*Task requirements*: Whenever a line contains the string "point", copy it out of the entries.
━━━━━ Recorded data ━━━━━
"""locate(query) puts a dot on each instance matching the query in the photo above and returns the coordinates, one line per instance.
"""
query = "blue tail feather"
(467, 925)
━━━━━
━━━━━ Recorded data ━━━━━
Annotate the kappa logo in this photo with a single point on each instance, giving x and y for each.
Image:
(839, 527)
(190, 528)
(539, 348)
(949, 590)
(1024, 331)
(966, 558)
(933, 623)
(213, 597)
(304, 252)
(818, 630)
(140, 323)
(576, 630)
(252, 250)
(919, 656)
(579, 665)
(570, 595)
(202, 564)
━━━━━
━━━━━ Recorded data ━━━━━
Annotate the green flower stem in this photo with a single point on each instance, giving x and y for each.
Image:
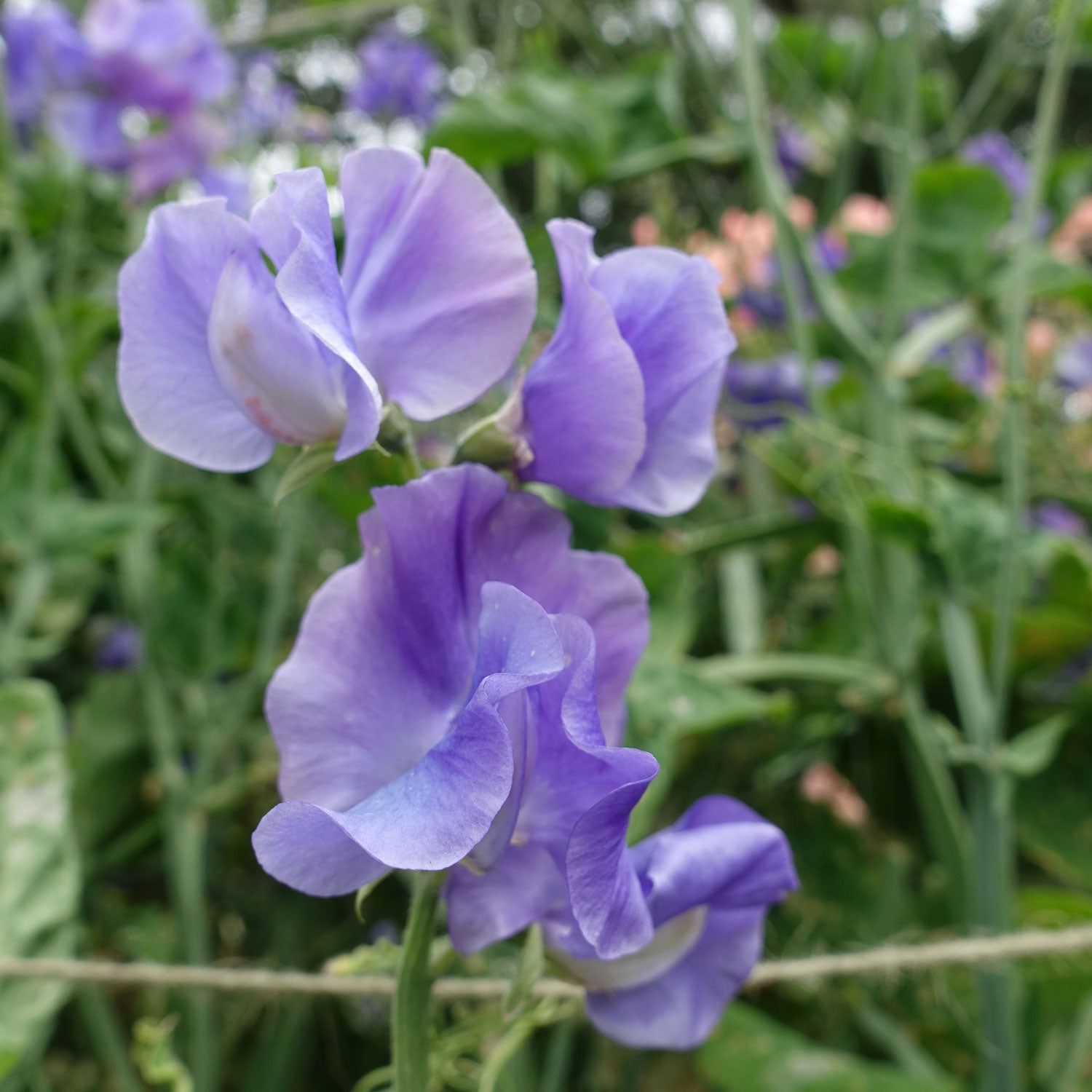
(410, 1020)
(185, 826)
━━━━━
*Task output*:
Annotate the kappa logo in this photo with a single point on each instance, giving x and y for each.
Annotate the green flower stem in this photo with a single point on each instance, giving x and y for each.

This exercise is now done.